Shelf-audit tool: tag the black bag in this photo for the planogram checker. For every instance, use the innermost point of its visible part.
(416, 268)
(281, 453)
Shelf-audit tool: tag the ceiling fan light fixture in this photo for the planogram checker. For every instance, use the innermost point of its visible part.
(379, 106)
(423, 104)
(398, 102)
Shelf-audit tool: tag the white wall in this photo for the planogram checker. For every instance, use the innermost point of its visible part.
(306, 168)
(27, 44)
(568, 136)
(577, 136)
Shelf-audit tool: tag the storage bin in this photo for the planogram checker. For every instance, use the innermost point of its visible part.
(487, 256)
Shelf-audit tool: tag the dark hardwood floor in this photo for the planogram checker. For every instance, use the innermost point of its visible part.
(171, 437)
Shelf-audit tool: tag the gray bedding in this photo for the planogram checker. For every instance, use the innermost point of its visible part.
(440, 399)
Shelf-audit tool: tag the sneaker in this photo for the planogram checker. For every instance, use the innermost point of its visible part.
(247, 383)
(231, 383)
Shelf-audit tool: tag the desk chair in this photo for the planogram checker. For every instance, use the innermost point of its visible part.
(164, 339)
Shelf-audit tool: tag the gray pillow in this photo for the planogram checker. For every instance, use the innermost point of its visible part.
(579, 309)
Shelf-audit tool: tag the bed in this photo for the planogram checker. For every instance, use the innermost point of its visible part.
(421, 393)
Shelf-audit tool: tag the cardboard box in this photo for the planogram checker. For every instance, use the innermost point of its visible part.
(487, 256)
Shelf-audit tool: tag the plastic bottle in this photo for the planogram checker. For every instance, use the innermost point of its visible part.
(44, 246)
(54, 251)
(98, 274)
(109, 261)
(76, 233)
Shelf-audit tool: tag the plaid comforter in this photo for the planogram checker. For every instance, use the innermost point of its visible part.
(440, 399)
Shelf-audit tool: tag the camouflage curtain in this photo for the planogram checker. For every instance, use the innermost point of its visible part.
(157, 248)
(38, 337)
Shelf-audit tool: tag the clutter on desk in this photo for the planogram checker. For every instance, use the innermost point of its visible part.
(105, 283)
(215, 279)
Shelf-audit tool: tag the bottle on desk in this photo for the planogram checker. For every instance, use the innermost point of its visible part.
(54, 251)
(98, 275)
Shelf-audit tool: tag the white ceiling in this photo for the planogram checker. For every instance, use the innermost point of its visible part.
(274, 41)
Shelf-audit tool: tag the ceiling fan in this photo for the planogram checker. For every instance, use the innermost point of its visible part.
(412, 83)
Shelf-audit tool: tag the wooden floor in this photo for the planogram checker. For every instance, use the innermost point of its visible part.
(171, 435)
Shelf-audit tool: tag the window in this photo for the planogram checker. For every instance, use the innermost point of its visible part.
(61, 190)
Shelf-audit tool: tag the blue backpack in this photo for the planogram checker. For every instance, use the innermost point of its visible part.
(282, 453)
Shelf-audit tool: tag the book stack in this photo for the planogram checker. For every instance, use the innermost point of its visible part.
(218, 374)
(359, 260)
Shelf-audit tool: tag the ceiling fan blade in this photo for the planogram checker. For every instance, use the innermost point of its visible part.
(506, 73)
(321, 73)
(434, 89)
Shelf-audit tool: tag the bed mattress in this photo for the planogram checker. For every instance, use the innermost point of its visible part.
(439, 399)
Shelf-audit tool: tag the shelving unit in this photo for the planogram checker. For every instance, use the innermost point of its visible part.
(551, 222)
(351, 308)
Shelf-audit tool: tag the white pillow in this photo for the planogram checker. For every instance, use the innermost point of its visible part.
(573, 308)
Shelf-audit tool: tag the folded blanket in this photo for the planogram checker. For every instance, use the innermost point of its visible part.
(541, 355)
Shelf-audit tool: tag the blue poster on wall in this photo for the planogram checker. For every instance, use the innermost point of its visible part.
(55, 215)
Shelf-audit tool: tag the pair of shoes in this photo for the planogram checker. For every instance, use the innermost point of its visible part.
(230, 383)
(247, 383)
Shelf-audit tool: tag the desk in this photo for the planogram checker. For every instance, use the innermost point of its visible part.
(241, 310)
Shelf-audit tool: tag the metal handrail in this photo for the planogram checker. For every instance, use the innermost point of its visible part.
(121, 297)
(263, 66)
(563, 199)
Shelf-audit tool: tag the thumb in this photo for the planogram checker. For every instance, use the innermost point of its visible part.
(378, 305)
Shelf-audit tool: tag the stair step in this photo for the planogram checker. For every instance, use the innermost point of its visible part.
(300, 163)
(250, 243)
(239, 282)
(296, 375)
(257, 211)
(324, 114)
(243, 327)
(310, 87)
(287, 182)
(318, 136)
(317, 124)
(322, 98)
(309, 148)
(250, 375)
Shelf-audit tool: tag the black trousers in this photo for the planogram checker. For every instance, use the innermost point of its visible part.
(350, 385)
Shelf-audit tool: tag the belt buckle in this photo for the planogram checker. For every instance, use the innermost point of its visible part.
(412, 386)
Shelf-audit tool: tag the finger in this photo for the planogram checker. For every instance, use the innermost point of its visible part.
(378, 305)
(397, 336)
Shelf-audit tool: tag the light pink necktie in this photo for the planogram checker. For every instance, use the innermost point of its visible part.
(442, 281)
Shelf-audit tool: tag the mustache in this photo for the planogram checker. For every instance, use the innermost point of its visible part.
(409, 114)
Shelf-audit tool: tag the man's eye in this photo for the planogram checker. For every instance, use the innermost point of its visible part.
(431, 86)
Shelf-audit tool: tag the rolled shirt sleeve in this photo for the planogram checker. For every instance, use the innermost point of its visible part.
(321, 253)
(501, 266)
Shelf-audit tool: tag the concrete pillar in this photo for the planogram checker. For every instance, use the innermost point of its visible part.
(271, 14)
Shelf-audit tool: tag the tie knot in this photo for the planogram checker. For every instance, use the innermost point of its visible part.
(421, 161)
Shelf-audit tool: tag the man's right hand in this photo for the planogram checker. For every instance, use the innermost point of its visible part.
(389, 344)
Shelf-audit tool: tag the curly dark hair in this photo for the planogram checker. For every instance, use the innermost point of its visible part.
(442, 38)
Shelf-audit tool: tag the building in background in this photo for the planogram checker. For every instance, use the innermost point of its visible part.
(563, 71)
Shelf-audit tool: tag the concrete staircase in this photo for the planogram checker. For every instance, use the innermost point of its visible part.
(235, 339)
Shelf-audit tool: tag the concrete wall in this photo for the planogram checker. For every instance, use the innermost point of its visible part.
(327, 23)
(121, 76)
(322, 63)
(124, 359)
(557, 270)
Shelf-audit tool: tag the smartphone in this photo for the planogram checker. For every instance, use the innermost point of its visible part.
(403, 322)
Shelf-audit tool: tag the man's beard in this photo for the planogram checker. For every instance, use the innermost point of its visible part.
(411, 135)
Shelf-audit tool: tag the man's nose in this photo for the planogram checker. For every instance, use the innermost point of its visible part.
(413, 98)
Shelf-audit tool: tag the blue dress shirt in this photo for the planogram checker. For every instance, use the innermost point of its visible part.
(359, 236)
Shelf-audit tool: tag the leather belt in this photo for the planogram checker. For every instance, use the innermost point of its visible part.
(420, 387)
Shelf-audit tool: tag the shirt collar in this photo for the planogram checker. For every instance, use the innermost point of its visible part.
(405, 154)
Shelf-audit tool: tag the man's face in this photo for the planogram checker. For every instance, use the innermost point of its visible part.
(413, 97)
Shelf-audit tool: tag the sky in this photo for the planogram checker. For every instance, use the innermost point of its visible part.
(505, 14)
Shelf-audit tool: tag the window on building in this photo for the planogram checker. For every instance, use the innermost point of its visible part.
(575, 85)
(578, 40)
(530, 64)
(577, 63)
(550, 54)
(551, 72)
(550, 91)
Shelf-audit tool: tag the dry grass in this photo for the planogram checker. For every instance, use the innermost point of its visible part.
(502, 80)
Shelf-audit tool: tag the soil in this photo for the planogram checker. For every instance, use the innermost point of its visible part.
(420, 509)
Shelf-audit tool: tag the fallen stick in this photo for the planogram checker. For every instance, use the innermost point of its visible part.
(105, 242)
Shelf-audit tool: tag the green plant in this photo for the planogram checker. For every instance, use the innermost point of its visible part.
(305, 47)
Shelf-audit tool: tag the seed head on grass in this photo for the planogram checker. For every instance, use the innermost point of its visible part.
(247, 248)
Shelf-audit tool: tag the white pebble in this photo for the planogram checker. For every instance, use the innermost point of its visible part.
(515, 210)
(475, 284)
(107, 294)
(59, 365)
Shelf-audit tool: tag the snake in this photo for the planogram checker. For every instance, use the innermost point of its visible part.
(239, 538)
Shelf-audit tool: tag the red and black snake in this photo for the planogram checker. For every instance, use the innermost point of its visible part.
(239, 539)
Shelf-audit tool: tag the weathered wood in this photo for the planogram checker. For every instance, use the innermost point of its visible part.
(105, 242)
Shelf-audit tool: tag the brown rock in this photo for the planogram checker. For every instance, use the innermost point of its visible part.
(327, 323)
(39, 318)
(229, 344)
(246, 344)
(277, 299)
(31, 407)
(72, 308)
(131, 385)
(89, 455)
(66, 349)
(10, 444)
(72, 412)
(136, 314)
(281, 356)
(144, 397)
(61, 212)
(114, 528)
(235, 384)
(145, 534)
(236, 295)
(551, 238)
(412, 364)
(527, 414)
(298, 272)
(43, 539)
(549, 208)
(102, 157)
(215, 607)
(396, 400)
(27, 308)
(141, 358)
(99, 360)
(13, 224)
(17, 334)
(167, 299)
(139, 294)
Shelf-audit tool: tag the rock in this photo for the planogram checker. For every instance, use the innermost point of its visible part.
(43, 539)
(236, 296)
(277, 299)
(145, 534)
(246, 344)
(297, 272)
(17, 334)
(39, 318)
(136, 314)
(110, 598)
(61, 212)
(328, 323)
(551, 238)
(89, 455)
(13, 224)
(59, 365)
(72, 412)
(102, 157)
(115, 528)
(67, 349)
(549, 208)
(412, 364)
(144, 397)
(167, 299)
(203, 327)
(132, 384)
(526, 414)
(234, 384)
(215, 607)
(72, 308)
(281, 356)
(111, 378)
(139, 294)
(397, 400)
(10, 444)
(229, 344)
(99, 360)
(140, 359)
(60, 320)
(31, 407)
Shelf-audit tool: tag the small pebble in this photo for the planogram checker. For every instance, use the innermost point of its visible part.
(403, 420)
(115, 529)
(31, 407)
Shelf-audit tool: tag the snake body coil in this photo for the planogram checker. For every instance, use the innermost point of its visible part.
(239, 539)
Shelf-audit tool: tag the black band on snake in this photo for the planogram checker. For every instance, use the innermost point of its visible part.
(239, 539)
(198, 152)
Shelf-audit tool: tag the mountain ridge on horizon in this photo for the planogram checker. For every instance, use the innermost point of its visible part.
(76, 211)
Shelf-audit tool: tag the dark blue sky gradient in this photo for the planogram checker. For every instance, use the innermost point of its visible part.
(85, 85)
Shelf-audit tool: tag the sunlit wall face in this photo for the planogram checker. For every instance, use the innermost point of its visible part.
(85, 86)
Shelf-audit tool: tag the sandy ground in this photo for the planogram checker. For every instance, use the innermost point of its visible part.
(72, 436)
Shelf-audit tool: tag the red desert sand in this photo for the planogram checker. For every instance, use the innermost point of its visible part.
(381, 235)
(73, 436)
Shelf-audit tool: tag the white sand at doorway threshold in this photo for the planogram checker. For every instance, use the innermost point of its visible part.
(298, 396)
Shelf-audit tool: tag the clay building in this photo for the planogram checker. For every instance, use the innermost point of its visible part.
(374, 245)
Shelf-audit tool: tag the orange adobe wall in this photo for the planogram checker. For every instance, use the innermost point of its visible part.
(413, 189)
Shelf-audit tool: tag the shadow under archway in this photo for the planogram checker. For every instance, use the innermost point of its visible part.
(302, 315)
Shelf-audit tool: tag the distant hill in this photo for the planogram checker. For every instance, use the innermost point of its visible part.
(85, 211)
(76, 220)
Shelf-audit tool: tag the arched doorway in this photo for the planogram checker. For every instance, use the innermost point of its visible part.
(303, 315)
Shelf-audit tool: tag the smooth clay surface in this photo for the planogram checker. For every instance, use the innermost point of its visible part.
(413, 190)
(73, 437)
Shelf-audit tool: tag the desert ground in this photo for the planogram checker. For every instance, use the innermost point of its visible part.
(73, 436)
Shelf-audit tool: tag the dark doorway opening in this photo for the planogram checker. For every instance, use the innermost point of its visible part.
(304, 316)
○ ○ ○ ○ ○
Consegna: Ricopia senza modifiche le righe dei dati dalla riga che contiene "Shelf-audit tool: tag the shadow" fino alla fine dei dati, compresa anche la prima.

Soluzione:
Shelf-audit tool: tag the shadow under archway in this photo for the planogram checker. For every instance, use the innermost point of its visible part.
(302, 315)
Shelf-audit tool: tag the distant hill in this photo for the planogram checker. For every instance, use the innermost point of its visible part.
(85, 211)
(76, 220)
Shelf-audit tool: tag the arched doorway in this photo for the planogram checker. For every instance, use the innermost point of its visible part.
(303, 315)
Shelf-audit tool: tag the smooth clay surface in this photo for the planogram checker. For every instance, use the innermost point of its visible part.
(413, 190)
(73, 437)
Shelf-audit tool: tag the desert ground in this photo for the planogram checker. For every instance, use the innermost point of its visible part.
(73, 436)
Shelf-audit tool: tag the dark doorway opening in this photo for the planogram checker. For every instance, use the innermost point of its visible part.
(304, 316)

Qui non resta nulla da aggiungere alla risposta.